**AIM OF THE EXERCISE**
From the article about Peter Strzok's lawsuit, extract the passage starting with "In the legal" and going on through "an extramarital affair.", copied word for word.

(DOCUMENT PASSAGE)

Watch LIVE

Peter Strzok says the feds violated his privacy rights over anti-Trump texts sent on government devices

News

He says thousands of other government employees are at risk.

Mark Wilson/Getty Images

Disgraced former FBI employee Peter Strzok is suing the federal government alleging in a court document that FBI and Department of Justice violated his free speech and privacy rights in the process of dismissing him, according to a report at Politico.

The new court filing is part of a termination lawsuit that Strzok first filed in August, and was put forward Monday in response to the Department of Justice's motion to dismiss the case last month. The Justice Department has argued that Strzok's role in the high-profile FBI investigations he was involved in "imposed on him a higher burden of caution with respect to his speech," the story explains.

However, Strzok's legal team countered by saying, "The government's argument would leave thousands of career federal government employees without protections from discipline over the content of their political speech."

According to Strzok's legal team, there are "roughly eight thousand" federal workers in a similar position to Strzok's former managerial role and act as liaisons between political appointees and career workers.

In the legal filing, Strzok also complained that "there is no evidence of an attempt to punish" FBI agents who reportedly celebrated Donald Trump's 2016 election victory. It adds that "this vignette is yet additional evidence of this Administration's pattern of treating critics of President Trump more harshly than his supporters."

Strzok, who began working for the FBI in 1996, was a key figure in special counsel Robert Mueller's Trump-Russia investigation. During the course of that investigation, however, it came out that Strzok had exchanged anti-Trump text messages with FBI lawyer Lisa Page, with whom he was having an extramarital affair.

The texts exchanged by Strzok and Page first came to light in late 2017 and contained angry, insulting messages from 2016 that were aimed at then-candidate Trump and his supporters.

"Just went to a southern Virginia Walmart," Strzok says in one, "I could SMELL the Trump support." In another message, Strzok called Trump a "a f***ing idiot." In another, he promised that Trump would never get elected because "we'll stop it."

Strzok was fired over the text messages in August 2018 and, at the time, FBI Deputy Director David L. Bowdich cited a "sustained pattern of bad judgment in the use of an FBI device" for the termination.

The DOJ's release of those text messages is the source of the lawsuit's privacy concerns. Strzok claims that the release constituted a violation of the Privacy Act. The Justice Department says that they two never should have expected privacy, since the communications in question took place, not on personal devices, but on Department-issued mobile devices, which contained clear banner warnings that inform users of the lack of any reasonable expectation of privacy."

Strzok's legal team countered in the most recent filing that "The fact that a workplace conversation can be discovered does not render it unprotected."

Earlier this month, Page also sued the FBI and DOJ over privacy concerns. Her lawsuit claims that the agencies acted unlawfully by releasing the now-infamous text messages and cited "cost of therapy" and "permanent loss of earning capacity" among the many listed damages.

(End DOCUMENT PASSAGE)
(DATA FOR REVIEW)

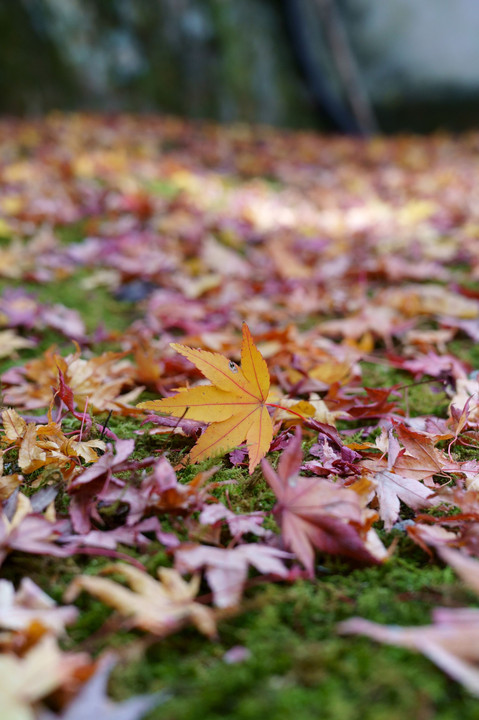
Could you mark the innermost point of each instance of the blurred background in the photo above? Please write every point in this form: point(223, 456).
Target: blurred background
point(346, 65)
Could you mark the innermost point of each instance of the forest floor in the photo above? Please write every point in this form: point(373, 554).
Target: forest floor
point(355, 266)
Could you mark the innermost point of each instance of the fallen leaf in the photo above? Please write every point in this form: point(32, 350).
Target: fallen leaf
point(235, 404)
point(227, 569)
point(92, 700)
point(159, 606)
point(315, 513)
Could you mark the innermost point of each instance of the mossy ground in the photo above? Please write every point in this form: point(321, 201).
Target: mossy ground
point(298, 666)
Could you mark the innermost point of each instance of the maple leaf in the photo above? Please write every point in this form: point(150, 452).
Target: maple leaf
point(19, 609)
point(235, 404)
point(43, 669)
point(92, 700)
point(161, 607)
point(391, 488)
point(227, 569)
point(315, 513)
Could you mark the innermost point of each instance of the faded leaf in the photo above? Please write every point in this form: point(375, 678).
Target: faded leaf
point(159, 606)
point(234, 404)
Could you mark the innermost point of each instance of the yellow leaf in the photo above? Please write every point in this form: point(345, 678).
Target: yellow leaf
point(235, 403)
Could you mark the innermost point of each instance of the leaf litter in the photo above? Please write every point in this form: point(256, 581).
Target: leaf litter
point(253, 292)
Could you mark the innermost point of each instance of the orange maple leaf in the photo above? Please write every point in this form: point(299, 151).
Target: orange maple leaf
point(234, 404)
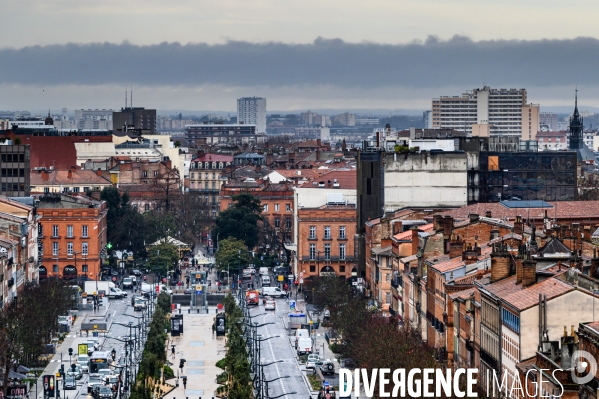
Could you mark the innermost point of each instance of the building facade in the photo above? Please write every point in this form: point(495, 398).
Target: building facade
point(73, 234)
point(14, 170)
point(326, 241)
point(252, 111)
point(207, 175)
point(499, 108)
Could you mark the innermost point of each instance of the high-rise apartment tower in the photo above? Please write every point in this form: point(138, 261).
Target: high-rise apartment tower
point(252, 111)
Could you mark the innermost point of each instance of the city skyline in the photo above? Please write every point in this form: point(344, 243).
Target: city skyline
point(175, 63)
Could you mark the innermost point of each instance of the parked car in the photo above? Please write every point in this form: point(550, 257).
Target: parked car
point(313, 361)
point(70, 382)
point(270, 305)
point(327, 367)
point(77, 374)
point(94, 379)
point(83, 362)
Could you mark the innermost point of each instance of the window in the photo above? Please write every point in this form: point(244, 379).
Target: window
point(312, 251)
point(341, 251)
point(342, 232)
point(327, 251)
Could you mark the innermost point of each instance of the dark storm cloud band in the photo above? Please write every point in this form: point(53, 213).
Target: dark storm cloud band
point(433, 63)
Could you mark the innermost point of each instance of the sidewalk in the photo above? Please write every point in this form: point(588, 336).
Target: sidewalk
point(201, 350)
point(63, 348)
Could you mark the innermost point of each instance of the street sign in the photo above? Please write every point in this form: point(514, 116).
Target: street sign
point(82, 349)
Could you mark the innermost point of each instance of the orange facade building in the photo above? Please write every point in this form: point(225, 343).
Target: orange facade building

(End DATA FOR REVIEW)

**EXERCISE SOLUTION**
In the legal filing, Strzok also complained that "there is no evidence of an attempt to punish" FBI agents who reportedly celebrated Donald Trump's 2016 election victory. It adds that "this vignette is yet additional evidence of this Administration's pattern of treating critics of President Trump more harshly than his supporters."

Strzok, who began working for the FBI in 1996, was a key figure in special counsel Robert Mueller's Trump-Russia investigation. During the course of that investigation, however, it came out that Strzok had exchanged anti-Trump text messages with FBI lawyer Lisa Page, with whom he was having an extramarital affair.